— PROMPT —
Transcribe the records in full.

— TASK MATERIAL —
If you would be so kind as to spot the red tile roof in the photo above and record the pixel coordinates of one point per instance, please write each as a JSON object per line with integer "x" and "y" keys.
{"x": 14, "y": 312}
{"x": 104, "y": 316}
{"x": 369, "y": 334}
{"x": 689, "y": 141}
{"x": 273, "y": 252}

— THE ANSWER —
If you would be so kind as to spot the red tile roof in the photo above and record the pixel coordinates of one point per instance, please write each as a JSON object per line with integer "x" and "y" keys.
{"x": 14, "y": 312}
{"x": 104, "y": 316}
{"x": 369, "y": 334}
{"x": 689, "y": 141}
{"x": 273, "y": 252}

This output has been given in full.